-- Problems to solve --
• a. Revise the movie review from "Wayne and his" through "from this point.", starting at the first and ending at the second, and put "email" in place of "instant messenger".
• b. Do these statements agree with the movie review? Answer yes or no for each, quoting the words of the review that decide it. (i) A Haunting in Salem was released in 2011. (ii) The reviewer found the house creepy and uninviting. (iii) Carrie believes Wayne is having PTSD-related flashbacks.
• c. How would you say this sentence from the movie review in Spanish: "Wayne sees visions of rotted faces, instead of the faces of his family."

-- Selected excerpt --
After so many weeks of vampire movies, I thought a little good old fashioned horror might mix things up a bit. A Haunting in Salem was released in 2011 and stars Bill Oberst Jr., Courtney Abbiati and Jenna Stone. I peaked at the Amazon reviews before watching it and so I was prepared for it to completely suck. In the end, I don't think it was a bad movie, but it wasn't great. It was almost as if the director made the film using a checklist to ensure that the expected made it into the movie.
Wayne, a veteran who is suffering from PTSD moves his family to Salem, after being offered a job as a sheriff. This job comes with the bonus of free lodging. What he does not know is that every single sheriff who has occupied this home since the Salem witch trials has died in that house. If you are going to go with the whole haunted house motif, then the house should look legitimately creepy, instead of charming and welcoming. From the beautiful front porch, to the updated kitchen and gorgeous wood, I kept thinking about how much I would love to visit it. Perhaps it is because much of the movie is filmed in daylight and that does not exactly help to inspire fear.
Wayne and his daughter Alli are the most effected by the house. The ghosts uses instant messenger to communicate with Alli, proving that though they died in the late 1600's, they have stayed updated with the times. Watching I kept wondering if they had a facebook page, and if they found the 140 character limit on Twitter limiting. Yes, I'm being an ass, but seriously, we never really find out the purpose behind the instant messages, and they feel like big huge reminders that the family is living in a haunted house, lest the viewer become distracted from this point.
Wayne sees visions of rotted faces, instead of the faces of his family. This results in two separate occasions of him accidentally hitting his children. These incidents encourage Carrie, Wayne's wife, to believe that he is having flashbacks that are PTSD related. When he claims to be fine, she pushes the point because she believes that he is in denial and needs treatment. Carrie quickly moves from suggesting that Wayne go to the VA hospital to moving out of the house with the kids.

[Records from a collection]
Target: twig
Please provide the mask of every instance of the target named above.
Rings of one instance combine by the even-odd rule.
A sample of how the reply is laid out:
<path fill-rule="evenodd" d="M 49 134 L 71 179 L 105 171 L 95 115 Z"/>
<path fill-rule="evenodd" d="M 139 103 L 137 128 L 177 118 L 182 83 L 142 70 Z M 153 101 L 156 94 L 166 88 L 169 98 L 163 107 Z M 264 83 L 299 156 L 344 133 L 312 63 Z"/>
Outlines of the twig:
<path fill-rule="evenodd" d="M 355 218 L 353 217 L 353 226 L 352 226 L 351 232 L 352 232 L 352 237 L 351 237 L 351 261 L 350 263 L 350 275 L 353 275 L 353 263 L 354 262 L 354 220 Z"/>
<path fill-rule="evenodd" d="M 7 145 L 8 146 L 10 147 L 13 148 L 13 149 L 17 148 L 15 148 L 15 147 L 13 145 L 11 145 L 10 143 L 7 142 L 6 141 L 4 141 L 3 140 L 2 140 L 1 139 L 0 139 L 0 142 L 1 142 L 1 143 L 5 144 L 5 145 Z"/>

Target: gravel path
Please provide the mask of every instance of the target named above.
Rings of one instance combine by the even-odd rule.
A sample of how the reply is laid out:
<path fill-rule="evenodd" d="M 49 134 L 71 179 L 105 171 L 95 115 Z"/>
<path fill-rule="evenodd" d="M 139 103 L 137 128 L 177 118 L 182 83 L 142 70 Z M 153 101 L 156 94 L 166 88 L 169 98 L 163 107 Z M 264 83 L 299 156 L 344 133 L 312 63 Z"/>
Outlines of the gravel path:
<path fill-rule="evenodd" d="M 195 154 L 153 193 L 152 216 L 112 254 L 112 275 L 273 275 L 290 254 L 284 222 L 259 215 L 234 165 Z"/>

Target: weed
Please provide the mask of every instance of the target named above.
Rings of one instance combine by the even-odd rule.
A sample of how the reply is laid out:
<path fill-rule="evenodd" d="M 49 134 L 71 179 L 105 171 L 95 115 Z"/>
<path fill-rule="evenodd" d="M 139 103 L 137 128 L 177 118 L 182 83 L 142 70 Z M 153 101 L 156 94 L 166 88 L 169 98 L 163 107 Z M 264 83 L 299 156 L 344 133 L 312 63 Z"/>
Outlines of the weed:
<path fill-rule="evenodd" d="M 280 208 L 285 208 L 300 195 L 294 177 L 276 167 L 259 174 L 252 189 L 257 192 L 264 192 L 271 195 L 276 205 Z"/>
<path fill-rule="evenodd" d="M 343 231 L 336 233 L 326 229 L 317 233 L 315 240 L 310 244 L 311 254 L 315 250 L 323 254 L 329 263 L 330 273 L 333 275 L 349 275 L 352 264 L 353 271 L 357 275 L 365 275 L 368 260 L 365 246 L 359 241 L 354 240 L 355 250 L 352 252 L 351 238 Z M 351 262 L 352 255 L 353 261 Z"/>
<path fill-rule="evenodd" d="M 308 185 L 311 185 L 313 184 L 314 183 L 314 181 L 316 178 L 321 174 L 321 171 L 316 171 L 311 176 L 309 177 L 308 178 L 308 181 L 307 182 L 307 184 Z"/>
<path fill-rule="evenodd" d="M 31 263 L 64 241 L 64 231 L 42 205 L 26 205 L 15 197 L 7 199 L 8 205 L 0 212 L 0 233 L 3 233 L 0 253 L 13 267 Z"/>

-- Exercise responses --
• a.
Wayne and his daughter Alli are the most effected by the house. The ghosts uses email to communicate with Alli, proving that though they died in the late 1600's, they have stayed updated with the times. Watching I kept wondering if they had a facebook page, and if they found the 140 character limit on Twitter limiting. Yes, I'm being an ass, but seriously, we never really find out the purpose behind the instant messages, and they feel like big huge reminders that the family is living in a haunted house, lest the viewer become distracted from this point.

• b.
(i) Yes: "A Haunting in Salem was released in 2011"
(ii) No: "From the beautiful front porch, to the updated kitchen and gorgeous wood, I kept thinking about how much I would love to visit it."
(iii) Yes: "These incidents encourage Carrie, Wayne's wife, to believe that he is having flashbacks that are PTSD related."

• c. Wayne ve visiones de rostros podridos, en lugar de los rostros de su familia.